#### WHAT THE TASK ASKS
Please edit everything from the line containing "building, that would be most helpful." down to the end of the data below by swapping "metal building" for "steel shed" and changing nothing else. Return only those lines.

Mask labeling data:
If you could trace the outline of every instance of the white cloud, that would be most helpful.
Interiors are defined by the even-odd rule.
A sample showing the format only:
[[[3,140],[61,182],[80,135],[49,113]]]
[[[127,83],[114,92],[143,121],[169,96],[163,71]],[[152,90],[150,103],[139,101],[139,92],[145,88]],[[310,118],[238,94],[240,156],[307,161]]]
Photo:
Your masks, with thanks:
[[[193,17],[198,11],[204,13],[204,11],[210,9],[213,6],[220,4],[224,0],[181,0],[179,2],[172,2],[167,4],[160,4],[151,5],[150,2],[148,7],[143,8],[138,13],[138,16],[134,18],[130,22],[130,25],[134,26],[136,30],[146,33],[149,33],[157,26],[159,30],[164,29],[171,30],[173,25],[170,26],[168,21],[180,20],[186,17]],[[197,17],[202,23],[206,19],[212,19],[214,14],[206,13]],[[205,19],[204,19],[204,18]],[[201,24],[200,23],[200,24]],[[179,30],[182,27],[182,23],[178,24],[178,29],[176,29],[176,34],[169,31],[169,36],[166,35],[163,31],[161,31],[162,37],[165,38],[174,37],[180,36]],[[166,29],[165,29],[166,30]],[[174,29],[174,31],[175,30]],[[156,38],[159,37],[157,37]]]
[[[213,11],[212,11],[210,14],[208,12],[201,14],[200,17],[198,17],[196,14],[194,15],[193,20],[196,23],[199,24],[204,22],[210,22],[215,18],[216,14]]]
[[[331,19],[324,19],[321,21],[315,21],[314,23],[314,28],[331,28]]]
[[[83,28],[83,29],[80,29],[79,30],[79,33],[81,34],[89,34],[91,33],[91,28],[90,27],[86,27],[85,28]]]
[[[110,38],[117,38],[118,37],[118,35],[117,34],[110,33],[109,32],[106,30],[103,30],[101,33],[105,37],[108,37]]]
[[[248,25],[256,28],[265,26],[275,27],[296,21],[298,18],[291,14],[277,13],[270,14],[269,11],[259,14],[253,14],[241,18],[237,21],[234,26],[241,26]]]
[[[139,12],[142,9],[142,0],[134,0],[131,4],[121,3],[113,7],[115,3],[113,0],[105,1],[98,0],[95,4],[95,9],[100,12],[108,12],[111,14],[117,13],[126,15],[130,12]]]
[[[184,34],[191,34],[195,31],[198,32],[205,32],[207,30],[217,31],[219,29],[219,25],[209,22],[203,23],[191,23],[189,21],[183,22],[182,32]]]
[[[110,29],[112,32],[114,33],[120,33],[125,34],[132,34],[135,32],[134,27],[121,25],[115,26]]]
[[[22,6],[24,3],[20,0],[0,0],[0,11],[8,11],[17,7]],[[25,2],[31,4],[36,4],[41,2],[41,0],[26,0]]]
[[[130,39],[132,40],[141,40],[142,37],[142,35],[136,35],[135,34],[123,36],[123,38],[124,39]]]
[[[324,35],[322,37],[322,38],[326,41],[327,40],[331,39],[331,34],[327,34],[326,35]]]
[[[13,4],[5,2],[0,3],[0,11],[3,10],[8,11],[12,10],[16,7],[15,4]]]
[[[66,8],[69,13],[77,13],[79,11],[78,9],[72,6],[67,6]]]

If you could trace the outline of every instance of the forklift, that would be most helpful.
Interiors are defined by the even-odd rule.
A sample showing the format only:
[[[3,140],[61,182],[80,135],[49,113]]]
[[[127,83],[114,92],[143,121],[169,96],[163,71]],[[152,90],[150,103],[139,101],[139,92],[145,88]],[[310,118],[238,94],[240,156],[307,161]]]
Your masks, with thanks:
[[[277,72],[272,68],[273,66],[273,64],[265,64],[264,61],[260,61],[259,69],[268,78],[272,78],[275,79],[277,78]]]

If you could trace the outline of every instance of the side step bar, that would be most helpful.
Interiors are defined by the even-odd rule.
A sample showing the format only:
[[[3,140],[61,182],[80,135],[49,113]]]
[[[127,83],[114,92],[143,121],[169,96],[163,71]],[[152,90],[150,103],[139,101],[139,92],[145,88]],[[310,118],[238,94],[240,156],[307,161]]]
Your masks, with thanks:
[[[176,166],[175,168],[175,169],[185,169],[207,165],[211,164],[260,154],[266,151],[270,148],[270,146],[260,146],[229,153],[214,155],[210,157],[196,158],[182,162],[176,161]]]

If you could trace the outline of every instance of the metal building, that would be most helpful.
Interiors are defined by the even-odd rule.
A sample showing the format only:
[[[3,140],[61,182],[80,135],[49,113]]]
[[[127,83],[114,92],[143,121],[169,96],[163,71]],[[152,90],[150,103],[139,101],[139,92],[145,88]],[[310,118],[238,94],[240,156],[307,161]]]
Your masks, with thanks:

#### TASK RESULT
If you could trace the outline of every instance of the steel shed, that would be most helpful.
Interiors are defined by the even-odd rule.
A sample showing the format only:
[[[3,140],[61,182],[80,135],[49,113]]]
[[[127,83],[114,92],[143,121],[169,96],[163,71]],[[152,90],[150,103],[139,101],[139,92],[145,88]],[[310,118],[238,94],[240,156],[307,161]]]
Your masks, with thanks:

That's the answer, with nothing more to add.